SELECTED EXCERPT –
┌──

Consul of the Roman Republic
- In office 1 August 464 BC – 31 July 463 BC Serving with Aulus Postumius Albus Regillensis (consul 464 BC)
- Preceded by: Quintus Fabius Vibulanus, Titus Quinctius Capitolinus Barbatus
- Succeeded by: Publius Servilius Priscus Structus (consul 463 BC), Lucius Aebutius Helva
- In office 1 August 453 BC – 453 BC Serving with Publius Curiatius Fistus Trigeminus
- Preceded by: Publius Curiatius Fistus Trigeminus, Sextus Quinctilius Varus
- Succeeded by: Titus Menenius Lanatus (consul 452 BC), Publius Sestius Capitolinus Vaticanus

Personal details
- Born: Unknown Ancient Rome
- Died: 453 BC Ancient Rome

= Spurius Furius Medullinus Fusus (consul 464 BC) =

Roman politician and consul (died 453 BC)

Spurius Furius Medullinus Fusus (died 453 BC) was a Roman politician in the 5th century BC, and was consul in 464 BC, and consul suffect in 453 BC.

==Family==
Medullinus was the brother of Publius Furius Medullinus Fusus, consul in 472 BC. The cognomina Medullinus Fusus has been reconstructed from multiple sources. Dionysius of Halicarnassus gives the praenomen Servius in place of Spurius. Medullinus was the father of Lucius Furius Medullinus (military tribune with consular power in 432, 425, and 420 BC).

└──

EXERCISE DESCRIPTION – Output the stretch of the consul's biography from "Spurius Furius Medullinus Fusus (died" through "and 420 BC).", copying it word for word. The listing that follows is not needed for anything here.

DATA PROVIDED –
┌──

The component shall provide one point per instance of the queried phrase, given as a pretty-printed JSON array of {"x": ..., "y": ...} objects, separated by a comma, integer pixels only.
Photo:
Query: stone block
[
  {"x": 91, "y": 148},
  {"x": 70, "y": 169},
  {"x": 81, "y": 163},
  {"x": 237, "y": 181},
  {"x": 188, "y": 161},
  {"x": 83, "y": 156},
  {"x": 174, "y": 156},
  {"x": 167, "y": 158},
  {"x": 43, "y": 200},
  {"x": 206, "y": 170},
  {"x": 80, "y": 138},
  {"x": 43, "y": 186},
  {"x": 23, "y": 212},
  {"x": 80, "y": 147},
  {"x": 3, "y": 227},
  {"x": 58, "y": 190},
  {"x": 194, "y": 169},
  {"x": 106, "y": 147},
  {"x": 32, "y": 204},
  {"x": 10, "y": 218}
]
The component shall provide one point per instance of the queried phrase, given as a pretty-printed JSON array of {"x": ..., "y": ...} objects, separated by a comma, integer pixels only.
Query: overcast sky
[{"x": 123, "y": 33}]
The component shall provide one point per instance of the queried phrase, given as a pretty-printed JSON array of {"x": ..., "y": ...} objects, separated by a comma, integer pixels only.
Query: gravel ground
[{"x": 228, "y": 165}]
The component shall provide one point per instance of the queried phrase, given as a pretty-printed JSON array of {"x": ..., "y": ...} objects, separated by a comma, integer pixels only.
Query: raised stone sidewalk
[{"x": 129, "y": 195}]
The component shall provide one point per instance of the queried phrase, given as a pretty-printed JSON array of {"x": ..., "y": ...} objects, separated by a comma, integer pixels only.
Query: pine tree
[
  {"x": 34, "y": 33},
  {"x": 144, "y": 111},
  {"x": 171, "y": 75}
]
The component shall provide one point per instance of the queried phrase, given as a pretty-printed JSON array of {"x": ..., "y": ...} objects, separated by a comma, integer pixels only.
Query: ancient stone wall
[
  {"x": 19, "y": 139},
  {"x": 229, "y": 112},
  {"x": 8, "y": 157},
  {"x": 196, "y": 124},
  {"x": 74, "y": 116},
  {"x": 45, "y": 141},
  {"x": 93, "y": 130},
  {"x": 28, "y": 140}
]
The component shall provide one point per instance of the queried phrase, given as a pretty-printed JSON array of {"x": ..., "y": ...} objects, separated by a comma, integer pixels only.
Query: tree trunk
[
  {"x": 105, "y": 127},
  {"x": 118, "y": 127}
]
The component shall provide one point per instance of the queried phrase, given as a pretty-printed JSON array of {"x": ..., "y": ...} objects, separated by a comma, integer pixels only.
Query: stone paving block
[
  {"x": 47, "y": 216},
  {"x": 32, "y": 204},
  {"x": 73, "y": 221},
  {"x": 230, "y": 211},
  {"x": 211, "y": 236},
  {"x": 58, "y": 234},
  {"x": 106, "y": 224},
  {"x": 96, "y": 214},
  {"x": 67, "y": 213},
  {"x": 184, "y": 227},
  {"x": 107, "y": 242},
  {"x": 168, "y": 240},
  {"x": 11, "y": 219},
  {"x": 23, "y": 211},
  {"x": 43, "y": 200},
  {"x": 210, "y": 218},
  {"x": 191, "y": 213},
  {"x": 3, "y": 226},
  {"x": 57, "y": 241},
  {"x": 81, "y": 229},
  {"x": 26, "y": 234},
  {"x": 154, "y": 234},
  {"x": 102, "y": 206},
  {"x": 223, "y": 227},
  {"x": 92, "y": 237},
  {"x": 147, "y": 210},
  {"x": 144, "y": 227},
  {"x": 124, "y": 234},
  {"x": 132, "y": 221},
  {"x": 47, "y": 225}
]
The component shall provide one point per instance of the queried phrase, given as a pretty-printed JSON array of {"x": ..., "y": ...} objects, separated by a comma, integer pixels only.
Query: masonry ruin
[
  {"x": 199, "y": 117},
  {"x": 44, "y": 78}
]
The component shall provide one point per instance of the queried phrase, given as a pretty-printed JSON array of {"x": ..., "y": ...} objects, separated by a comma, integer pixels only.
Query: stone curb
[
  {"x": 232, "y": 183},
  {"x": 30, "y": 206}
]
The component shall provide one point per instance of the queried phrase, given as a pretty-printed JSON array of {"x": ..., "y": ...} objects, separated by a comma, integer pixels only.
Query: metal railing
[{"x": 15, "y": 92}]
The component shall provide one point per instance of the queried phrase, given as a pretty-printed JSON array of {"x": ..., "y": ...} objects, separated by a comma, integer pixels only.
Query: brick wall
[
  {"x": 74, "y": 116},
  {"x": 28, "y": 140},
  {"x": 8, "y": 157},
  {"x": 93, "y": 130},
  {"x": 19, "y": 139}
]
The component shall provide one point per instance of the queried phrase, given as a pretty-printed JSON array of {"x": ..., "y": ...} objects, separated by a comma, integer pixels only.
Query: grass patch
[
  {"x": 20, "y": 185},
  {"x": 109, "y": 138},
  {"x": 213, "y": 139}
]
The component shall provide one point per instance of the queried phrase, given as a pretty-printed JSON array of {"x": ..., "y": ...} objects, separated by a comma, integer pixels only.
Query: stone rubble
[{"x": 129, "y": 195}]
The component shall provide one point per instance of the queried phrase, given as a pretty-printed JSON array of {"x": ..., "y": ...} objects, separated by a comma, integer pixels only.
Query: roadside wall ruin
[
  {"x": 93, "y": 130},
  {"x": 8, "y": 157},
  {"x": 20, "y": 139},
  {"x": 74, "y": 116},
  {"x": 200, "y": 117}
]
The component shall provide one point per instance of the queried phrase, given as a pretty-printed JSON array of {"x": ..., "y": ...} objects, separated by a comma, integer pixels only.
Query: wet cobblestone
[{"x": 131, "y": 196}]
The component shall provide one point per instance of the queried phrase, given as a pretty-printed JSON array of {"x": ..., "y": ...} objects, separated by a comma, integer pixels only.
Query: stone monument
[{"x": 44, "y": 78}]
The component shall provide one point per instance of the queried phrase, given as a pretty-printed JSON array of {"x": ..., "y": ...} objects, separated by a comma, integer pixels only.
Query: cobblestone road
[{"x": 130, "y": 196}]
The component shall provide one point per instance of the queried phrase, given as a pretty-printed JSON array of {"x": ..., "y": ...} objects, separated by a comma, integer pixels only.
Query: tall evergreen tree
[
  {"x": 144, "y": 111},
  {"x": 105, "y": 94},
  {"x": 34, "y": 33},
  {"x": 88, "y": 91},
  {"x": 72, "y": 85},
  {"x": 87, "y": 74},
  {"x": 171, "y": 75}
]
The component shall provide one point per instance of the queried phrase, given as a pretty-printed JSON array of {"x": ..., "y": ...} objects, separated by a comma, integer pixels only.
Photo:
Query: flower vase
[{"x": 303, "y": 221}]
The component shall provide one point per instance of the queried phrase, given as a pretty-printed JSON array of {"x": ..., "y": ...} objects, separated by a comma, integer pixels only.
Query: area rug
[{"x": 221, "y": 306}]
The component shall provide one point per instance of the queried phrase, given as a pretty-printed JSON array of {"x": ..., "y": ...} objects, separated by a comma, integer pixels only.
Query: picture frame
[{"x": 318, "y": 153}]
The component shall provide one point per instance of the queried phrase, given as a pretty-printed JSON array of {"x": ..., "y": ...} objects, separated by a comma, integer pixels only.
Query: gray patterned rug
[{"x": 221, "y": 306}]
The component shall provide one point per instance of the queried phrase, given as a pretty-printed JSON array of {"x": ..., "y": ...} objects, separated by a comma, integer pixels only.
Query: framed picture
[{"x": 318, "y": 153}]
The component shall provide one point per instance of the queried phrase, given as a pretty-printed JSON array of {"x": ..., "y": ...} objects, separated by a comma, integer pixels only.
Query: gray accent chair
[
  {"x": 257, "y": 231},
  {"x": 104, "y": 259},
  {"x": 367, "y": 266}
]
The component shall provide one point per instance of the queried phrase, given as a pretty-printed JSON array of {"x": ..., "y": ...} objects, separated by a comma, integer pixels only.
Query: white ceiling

└──

EXPECTED ANSWER –
Spurius Furius Medullinus Fusus (died 453 BC) was a Roman politician in the 5th century BC, and was consul in 464 BC, and consul suffect in 453 BC.

==Family==
Medullinus was the brother of Publius Furius Medullinus Fusus, consul in 472 BC. The cognomina Medullinus Fusus has been reconstructed from multiple sources. Dionysius of Halicarnassus gives the praenomen Servius in place of Spurius. Medullinus was the father of Lucius Furius Medullinus (military tribune with consular power in 432, 425, and 420 BC).